=== LISTED ENTRIES ===
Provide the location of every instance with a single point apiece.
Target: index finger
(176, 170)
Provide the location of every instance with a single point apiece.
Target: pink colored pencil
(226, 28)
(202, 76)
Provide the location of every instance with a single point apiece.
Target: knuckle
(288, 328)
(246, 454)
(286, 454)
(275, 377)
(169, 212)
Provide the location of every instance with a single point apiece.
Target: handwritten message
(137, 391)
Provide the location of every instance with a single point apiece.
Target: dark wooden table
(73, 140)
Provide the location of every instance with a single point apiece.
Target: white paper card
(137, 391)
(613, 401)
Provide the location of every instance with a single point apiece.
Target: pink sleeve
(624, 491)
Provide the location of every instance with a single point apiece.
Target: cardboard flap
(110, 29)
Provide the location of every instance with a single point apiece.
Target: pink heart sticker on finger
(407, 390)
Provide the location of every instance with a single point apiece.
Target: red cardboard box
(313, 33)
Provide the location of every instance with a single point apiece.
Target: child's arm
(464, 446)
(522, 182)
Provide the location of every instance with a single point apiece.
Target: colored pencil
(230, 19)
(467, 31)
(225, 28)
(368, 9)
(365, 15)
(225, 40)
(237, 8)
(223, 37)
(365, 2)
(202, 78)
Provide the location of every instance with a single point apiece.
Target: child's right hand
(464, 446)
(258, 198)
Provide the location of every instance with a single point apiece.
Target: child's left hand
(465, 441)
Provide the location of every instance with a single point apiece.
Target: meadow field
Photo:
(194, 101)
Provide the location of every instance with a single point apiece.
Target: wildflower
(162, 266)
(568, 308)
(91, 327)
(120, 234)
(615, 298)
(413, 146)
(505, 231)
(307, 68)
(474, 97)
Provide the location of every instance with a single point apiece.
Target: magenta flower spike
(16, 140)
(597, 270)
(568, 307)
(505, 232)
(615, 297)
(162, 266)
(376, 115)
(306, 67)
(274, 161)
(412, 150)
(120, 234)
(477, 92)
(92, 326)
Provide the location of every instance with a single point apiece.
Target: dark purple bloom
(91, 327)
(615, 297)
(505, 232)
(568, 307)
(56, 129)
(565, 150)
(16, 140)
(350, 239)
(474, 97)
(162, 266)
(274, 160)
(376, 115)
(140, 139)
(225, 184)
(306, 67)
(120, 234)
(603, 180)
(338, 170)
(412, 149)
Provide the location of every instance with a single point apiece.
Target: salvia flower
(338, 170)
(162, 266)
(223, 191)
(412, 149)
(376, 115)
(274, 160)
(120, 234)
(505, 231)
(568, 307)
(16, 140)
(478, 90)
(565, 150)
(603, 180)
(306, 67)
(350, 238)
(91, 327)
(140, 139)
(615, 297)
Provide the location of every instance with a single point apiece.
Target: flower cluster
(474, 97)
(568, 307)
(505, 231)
===
WHAT TO PRODUCE: All entries must be repeated verbatim.

ANSWER TO THE TASK:
Provide the location of every instance with a single point apiece.
Target: index finger
(176, 170)
Provide the location of every instance with a single point apiece.
Target: pink colored pencil
(226, 28)
(202, 76)
Provide the location of every instance with a single point apiece.
Target: knuckle
(288, 328)
(246, 454)
(286, 454)
(275, 377)
(169, 212)
Provide the location of every instance with a single point apiece.
Target: handwritten message
(137, 391)
Provide the location of every instance with a single point apiece.
Target: dark wooden table
(73, 140)
Provide the location of every instance with a single point apiece.
Target: white paper card
(137, 391)
(613, 401)
Provide the location of every instance with a single point apiece.
Target: pink sleeve
(624, 491)
Provide the location of every instance with a single point apiece.
Target: cardboard flap
(110, 29)
Provide the location of every instance with a single point apiece.
Target: pink heart sticker on finger
(407, 390)
Provide the location of every instance with a single point apiece.
Target: red cardboard box
(313, 33)
Provide the location of every instance with a single point apiece.
Target: child's arm
(464, 446)
(522, 182)
Provide the location of every instance with a single point apiece.
Target: colored pencil
(230, 19)
(467, 31)
(225, 28)
(368, 9)
(365, 15)
(225, 40)
(237, 8)
(223, 37)
(365, 2)
(202, 78)
Provide the location of every instance with a single point apiece.
Target: child's right hand
(464, 446)
(258, 198)
Provide the location of every instance with a single point apiece.
Target: child's left hand
(465, 441)
Provide the location of every instance with a single point apiece.
Target: meadow field
Photo:
(194, 101)
Provide the location of every instance with a single point apiece.
Target: wildflower
(162, 266)
(568, 308)
(91, 327)
(120, 234)
(615, 298)
(413, 146)
(505, 231)
(307, 68)
(474, 97)
Provide the location of every instance with a single point apiece.
Target: magenta flower spike
(16, 140)
(597, 270)
(568, 307)
(505, 232)
(615, 297)
(162, 266)
(376, 115)
(306, 67)
(274, 161)
(412, 150)
(120, 234)
(477, 92)
(92, 326)
Provide the location of every instance with a single point apiece.
Target: dark purple bloom
(91, 327)
(615, 297)
(505, 232)
(568, 307)
(56, 129)
(565, 150)
(16, 140)
(350, 239)
(474, 97)
(162, 266)
(274, 160)
(376, 115)
(140, 139)
(225, 184)
(306, 67)
(120, 234)
(603, 180)
(338, 170)
(412, 149)
Provide the location of every instance with a single point apiece.
Target: salvia flower
(338, 170)
(162, 266)
(223, 191)
(412, 149)
(376, 115)
(274, 160)
(120, 234)
(505, 231)
(568, 307)
(16, 140)
(478, 90)
(565, 150)
(603, 180)
(306, 67)
(350, 238)
(91, 327)
(140, 139)
(615, 297)
Provide the location of every instance with a single point apiece.
Target: flower cluster
(474, 97)
(568, 307)
(505, 231)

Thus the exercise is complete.